Texte à lire:
_ _ _ _ _ _ _
La contribution sociale généralisée est prélevée directement à la source, ce qui la rend encore plus insidieuse, car peu de citoyens savent ce qu’elle est exactement ou du moins n’en mesurent pas toute l’importance. Dans un système assurantiel classique, à chaque cotisation correspond une prestation de même nature.
Or si la CSG a été caractérisée comme une cotisation sociale, elle n’ouvre cependant pas droit à des prestations sociales. Logiquement, une cotisation salariale à l’Assurance maladie devrait ouvrir le droit à une prestation de l’assurance maladie en temps opportun. La CSG ne finance pas une branche spécifique de l’assurance maladie, elle sert à combler les trous béants de notre système de sécurité sociale, notamment les déficits de la branche vieillesse et maladie.
A titre d’exemple, les retraités paient une part substantielle de CSG sur leur pension. En 2016, il fut question qu’une partie de cette somme serve à financer l’assurance chômage. Chômage, qu’un retraité n’est pas censé connaître ! Le projet a été abandonné. Ainsi il été décidé qu’une partie de la « CSG activité » finance l’Assurance chômage. La CSG « retraite » quant à elle, finance des prestations dont les retraités ne pourront pas bénéficier (allocations familiales).
_ _ _ _ _ _ _
Données:

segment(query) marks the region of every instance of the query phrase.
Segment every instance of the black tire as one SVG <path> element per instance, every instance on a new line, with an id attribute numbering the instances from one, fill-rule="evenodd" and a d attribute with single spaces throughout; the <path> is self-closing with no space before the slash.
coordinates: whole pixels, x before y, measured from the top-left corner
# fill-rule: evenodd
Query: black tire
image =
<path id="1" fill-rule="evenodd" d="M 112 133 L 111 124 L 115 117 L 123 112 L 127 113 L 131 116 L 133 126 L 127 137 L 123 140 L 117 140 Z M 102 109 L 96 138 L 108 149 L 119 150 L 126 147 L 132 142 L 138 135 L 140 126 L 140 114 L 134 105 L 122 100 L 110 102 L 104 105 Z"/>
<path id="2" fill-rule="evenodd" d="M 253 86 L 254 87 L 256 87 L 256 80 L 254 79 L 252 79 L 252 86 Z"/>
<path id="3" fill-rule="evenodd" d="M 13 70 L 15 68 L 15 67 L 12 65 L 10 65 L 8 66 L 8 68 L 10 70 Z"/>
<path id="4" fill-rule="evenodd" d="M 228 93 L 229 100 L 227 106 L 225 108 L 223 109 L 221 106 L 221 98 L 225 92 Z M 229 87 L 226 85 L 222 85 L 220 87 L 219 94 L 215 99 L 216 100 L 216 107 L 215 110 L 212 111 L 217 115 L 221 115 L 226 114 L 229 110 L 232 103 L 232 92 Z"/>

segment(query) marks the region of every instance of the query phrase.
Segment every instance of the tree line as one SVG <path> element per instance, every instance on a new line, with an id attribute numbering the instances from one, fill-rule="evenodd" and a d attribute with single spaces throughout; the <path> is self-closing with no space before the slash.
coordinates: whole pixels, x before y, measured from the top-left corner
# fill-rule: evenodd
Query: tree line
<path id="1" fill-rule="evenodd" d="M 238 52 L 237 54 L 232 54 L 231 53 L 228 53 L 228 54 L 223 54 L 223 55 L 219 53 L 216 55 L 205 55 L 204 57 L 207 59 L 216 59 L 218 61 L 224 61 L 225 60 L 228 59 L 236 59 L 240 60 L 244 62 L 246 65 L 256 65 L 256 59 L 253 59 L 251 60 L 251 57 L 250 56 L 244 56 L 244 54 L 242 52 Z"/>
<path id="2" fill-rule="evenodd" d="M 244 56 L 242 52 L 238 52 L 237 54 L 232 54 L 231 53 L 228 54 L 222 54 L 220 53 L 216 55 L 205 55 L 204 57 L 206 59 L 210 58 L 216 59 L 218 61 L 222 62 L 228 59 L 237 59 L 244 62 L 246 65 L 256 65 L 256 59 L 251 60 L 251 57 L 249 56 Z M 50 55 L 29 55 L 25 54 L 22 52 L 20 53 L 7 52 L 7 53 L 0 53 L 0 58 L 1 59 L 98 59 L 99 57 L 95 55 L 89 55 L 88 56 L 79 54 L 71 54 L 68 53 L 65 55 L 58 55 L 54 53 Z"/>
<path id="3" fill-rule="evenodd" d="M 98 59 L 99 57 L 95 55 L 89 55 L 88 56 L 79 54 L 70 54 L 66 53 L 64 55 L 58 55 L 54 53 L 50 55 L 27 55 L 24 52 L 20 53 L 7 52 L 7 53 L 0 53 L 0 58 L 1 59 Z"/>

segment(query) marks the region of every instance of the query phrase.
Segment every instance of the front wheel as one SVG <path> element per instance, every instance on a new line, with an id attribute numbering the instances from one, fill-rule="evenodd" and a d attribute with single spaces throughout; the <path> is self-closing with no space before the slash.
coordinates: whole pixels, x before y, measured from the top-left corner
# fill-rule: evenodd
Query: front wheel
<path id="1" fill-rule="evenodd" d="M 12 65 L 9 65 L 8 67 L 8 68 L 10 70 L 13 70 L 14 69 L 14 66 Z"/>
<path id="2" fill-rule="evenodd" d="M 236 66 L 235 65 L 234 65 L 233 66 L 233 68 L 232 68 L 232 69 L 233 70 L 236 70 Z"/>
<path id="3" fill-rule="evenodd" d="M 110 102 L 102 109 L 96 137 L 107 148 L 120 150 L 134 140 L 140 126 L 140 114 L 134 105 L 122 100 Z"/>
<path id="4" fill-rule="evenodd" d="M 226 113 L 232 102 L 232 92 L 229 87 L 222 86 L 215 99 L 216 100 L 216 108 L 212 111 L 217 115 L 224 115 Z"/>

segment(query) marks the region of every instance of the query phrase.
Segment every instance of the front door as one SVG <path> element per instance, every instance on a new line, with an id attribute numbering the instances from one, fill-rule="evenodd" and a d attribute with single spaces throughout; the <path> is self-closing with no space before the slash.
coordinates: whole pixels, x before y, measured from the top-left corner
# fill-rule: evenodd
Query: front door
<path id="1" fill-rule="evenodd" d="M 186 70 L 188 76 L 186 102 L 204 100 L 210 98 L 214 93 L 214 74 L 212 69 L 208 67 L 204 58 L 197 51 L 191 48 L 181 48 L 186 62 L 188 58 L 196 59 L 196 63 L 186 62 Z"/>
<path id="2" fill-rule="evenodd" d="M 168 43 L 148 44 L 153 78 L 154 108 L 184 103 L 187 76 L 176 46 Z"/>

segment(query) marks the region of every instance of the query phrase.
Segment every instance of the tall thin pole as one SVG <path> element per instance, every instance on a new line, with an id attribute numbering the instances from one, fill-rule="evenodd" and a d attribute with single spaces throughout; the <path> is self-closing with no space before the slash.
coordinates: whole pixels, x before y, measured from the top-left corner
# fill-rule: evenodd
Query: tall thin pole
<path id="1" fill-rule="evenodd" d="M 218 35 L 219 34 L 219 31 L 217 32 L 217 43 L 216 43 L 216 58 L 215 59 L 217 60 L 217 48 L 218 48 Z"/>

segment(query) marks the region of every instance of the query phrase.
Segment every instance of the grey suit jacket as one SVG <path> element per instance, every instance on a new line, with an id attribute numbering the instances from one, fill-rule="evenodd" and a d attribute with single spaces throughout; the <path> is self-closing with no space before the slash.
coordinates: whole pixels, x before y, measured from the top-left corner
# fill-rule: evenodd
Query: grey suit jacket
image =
_ _ _ _ _ _ _
Consigne A: Résumez en deux phrases le texte sur la CSG.
Consigne B: Écrivez la suite du texte sur la CSG, en partant de sa dernière phrase.

Réponse A: Prélevée à la source et mal connue de la plupart des citoyens, la CSG a été caractérisée comme une cotisation sociale, mais elle n'ouvre pas droit à des prestations sociales et sert à combler les déficits de la sécurité sociale, notamment ceux des branches vieillesse et maladie. Ainsi, la CSG que les retraités paient sur leur pension finance des prestations dont ils ne pourront pas bénéficier, comme les allocations familiales.

Réponse B:
Surtout, la CSG s’applique à des revenus de différentes natures qui financent la Sécurité sociale, dont l’assurance vieillesse ; laquelle verse ensuite une pension retraite en prélevant au passage une part de CSG…
Ainsi, les retraités paient la CSG pour financer la retraite de base qu’eux-mêmes peuvent toucher. C’est à n’y plus rien comprendre ! En France, l’impôt payé sur l’impôt est une spécialité nationale.
Du fait d’un statut hybride et mal défini, ce prélèvement obligatoire a ouvert la voie à des dérives étatiques graves. Une en particulier, est devenue très visible avec la mise en place du prélèvement à la source de l’impôt sur le revenu. En effet, sur 100% du salaire brut est appliqué un taux de 6,8% de CSG déductible de l’impôt sur le revenu et un autre taux de 2,4% non déductible.
Ce deuxième point constitue une curiosité à peine imaginable pour le contribuable lambda. Chaque salarié est donc ponctionné de 9,4% sur son salaire brut au titre de la CSG dont seulement 6,8% sont pris en compte dans le calcul final du salaire net imposable. L’impôt sur le revenu de chaque contribuable est donc calculé sur la base d’un salaire net qui est plus élevé que le salaire net disponible.
Les Français payent ainsi des impôts sur des sommes qu’ils n’auront jamais véritablement perçues. Cette pratique est quelque peu douteuse au regard de la légalité et de la Constitution, mais l’Etat n’en a cure tant qu’il peut taxer toujours plus.
A l’heure, où l’Etat taxe massivement tout ce qu’il est possible d’imposer, l’exemple de la CSG rappelle qu’une réforme de la fiscalité est nécessaire. Elle doit se faire selon deux axes. D’une part, simplifier, car une fiscalité incompréhensible trompe le contribuable et fait perdre de l’argent à l’Etat. D’autre part, rationaliser notre politique fiscale. Une baisse du taux d’imposition pourrait libérer l’activité des contribuables et augmenter la base imposable de telle façon que l’Etat lui-même y serait gagnant.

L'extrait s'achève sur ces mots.